== TASK PROMPT ==
Rewrite the rows below as a Markdown table with the columns "Row" and "Entry": "Row" numbers each line in order and "Entry" holds the line itself. Leave out blank lines.

------------------------------------------------

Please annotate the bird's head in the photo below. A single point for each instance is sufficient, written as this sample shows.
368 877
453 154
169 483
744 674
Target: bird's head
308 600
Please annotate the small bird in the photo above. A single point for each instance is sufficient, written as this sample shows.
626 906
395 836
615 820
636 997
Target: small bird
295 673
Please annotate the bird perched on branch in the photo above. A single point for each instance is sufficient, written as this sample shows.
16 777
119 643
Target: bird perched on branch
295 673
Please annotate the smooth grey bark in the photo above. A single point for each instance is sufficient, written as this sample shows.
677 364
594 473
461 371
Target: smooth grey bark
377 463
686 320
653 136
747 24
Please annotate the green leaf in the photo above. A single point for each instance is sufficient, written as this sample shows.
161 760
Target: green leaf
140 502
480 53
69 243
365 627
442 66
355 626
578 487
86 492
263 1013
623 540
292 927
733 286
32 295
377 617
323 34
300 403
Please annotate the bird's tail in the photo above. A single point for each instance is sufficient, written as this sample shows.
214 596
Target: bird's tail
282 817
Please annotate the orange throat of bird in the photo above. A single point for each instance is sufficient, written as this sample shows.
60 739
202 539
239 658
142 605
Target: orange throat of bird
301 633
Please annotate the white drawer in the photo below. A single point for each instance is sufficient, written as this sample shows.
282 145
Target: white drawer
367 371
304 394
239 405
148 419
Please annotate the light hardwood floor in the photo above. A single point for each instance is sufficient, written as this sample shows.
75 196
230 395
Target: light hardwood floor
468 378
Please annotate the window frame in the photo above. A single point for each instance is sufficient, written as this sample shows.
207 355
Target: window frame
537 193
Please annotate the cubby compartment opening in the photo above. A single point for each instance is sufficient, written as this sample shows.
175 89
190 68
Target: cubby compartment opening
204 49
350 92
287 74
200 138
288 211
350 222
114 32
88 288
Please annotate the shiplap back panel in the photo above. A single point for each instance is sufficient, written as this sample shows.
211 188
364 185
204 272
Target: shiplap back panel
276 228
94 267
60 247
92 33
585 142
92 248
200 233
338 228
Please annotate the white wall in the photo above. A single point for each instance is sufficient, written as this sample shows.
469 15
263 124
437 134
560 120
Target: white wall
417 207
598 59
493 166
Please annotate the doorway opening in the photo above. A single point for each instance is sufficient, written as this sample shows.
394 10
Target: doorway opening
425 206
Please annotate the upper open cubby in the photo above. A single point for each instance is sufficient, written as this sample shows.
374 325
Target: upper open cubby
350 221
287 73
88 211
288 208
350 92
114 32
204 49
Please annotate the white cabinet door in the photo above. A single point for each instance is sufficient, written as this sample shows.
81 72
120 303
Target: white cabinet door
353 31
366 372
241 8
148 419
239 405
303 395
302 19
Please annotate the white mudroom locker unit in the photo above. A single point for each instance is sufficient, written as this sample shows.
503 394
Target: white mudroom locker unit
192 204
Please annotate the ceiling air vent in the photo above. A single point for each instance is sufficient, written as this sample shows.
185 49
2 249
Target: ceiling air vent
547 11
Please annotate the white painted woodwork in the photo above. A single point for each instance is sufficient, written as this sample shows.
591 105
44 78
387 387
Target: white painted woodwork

------------------------------------------------

== FINAL ANSWER ==
| Row | Entry |
|---|---|
| 1 | Please annotate the bird's head in the photo below. A single point for each instance is sufficient, written as this sample shows. |
| 2 | 368 877 |
| 3 | 453 154 |
| 4 | 169 483 |
| 5 | 744 674 |
| 6 | Target: bird's head |
| 7 | 308 600 |
| 8 | Please annotate the small bird in the photo above. A single point for each instance is sufficient, written as this sample shows. |
| 9 | 626 906 |
| 10 | 395 836 |
| 11 | 615 820 |
| 12 | 636 997 |
| 13 | Target: small bird |
| 14 | 295 673 |
| 15 | Please annotate the bird perched on branch in the photo above. A single point for each instance is sufficient, written as this sample shows. |
| 16 | 16 777 |
| 17 | 119 643 |
| 18 | Target: bird perched on branch |
| 19 | 295 673 |
| 20 | Please annotate the smooth grey bark in the photo above. A single point for each instance is sufficient, written as this sample shows. |
| 21 | 677 364 |
| 22 | 594 473 |
| 23 | 461 371 |
| 24 | Target: smooth grey bark |
| 25 | 377 463 |
| 26 | 686 320 |
| 27 | 653 136 |
| 28 | 747 24 |
| 29 | Please annotate the green leaf in the photo above. A single point for each instance is sufficient, written as this sample shows. |
| 30 | 161 760 |
| 31 | Target: green leaf |
| 32 | 140 502 |
| 33 | 480 53 |
| 34 | 69 243 |
| 35 | 365 627 |
| 36 | 442 66 |
| 37 | 355 626 |
| 38 | 578 487 |
| 39 | 86 492 |
| 40 | 263 1013 |
| 41 | 623 540 |
| 42 | 292 927 |
| 43 | 733 286 |
| 44 | 32 295 |
| 45 | 377 617 |
| 46 | 323 34 |
| 47 | 300 403 |
| 48 | Please annotate the bird's tail in the photo above. A single point for each instance is sufficient, written as this sample shows. |
| 49 | 214 596 |
| 50 | Target: bird's tail |
| 51 | 282 817 |
| 52 | Please annotate the orange throat of bird in the photo above. A single point for each instance is sufficient, written as this sample shows. |
| 53 | 60 739 |
| 54 | 202 539 |
| 55 | 239 658 |
| 56 | 142 605 |
| 57 | Target: orange throat of bird |
| 58 | 301 633 |
| 59 | Please annotate the white drawer in the photo below. A single point for each instance is sufficient, written as this sample shows. |
| 60 | 282 145 |
| 61 | Target: white drawer |
| 62 | 367 371 |
| 63 | 304 394 |
| 64 | 239 405 |
| 65 | 148 419 |
| 66 | Please annotate the light hardwood floor in the photo above. A single point for each instance is sufficient, written as this sample shows. |
| 67 | 75 196 |
| 68 | 230 395 |
| 69 | Target: light hardwood floor |
| 70 | 468 378 |
| 71 | Please annotate the window frame in the photo above. A single point for each instance is sufficient, written as this sample shows. |
| 72 | 207 355 |
| 73 | Target: window frame |
| 74 | 537 193 |
| 75 | Please annotate the cubby compartment opening in the photo above. A single point for each instance is sufficient, written as this sample shows. |
| 76 | 175 89 |
| 77 | 190 68 |
| 78 | Target: cubby compartment opening |
| 79 | 204 49 |
| 80 | 350 92 |
| 81 | 287 74 |
| 82 | 200 138 |
| 83 | 288 211 |
| 84 | 350 222 |
| 85 | 114 32 |
| 86 | 88 288 |
| 87 | Please annotate the shiplap back panel in the photo above. A single point for each instance is sufficient, written as this sample shows. |
| 88 | 211 188 |
| 89 | 364 185 |
| 90 | 204 272 |
| 91 | Target: shiplap back panel |
| 92 | 276 228 |
| 93 | 94 267 |
| 94 | 60 247 |
| 95 | 92 33 |
| 96 | 585 142 |
| 97 | 92 248 |
| 98 | 200 233 |
| 99 | 338 228 |
| 100 | Please annotate the white wall in the photo above. A single point for each instance is sufficient, written as this sample shows. |
| 101 | 469 15 |
| 102 | 263 124 |
| 103 | 437 134 |
| 104 | 560 120 |
| 105 | Target: white wall |
| 106 | 417 207 |
| 107 | 598 59 |
| 108 | 493 166 |
| 109 | Please annotate the doorway opening in the photo above. A single point for each instance is sufficient, written as this sample shows. |
| 110 | 394 10 |
| 111 | Target: doorway opening |
| 112 | 425 206 |
| 113 | Please annotate the upper open cubby in the photo above. A single point for each instance is sufficient, written as this sample shows. |
| 114 | 374 325 |
| 115 | Target: upper open cubby |
| 116 | 350 221 |
| 117 | 287 73 |
| 118 | 88 211 |
| 119 | 288 208 |
| 120 | 350 92 |
| 121 | 114 32 |
| 122 | 204 49 |
| 123 | Please annotate the white cabinet door in the photo above. A single point for each instance is sufficient, written as this sample shows. |
| 124 | 81 72 |
| 125 | 120 303 |
| 126 | Target: white cabinet door |
| 127 | 353 31 |
| 128 | 366 372 |
| 129 | 241 8 |
| 130 | 148 419 |
| 131 | 239 405 |
| 132 | 303 395 |
| 133 | 302 19 |
| 134 | Please annotate the white mudroom locker unit in the photo above. A single point for each instance is sufficient, written as this sample shows. |
| 135 | 503 394 |
| 136 | Target: white mudroom locker unit |
| 137 | 192 204 |
| 138 | Please annotate the ceiling air vent in the photo above. A single point for each instance is sufficient, written as this sample shows. |
| 139 | 185 49 |
| 140 | 2 249 |
| 141 | Target: ceiling air vent |
| 142 | 547 11 |
| 143 | Please annotate the white painted woodwork in the photo above. A single point for each instance is sufficient, written as this sample shows. |
| 144 | 591 105 |
| 145 | 44 78 |
| 146 | 387 387 |
| 147 | Target: white painted woodwork |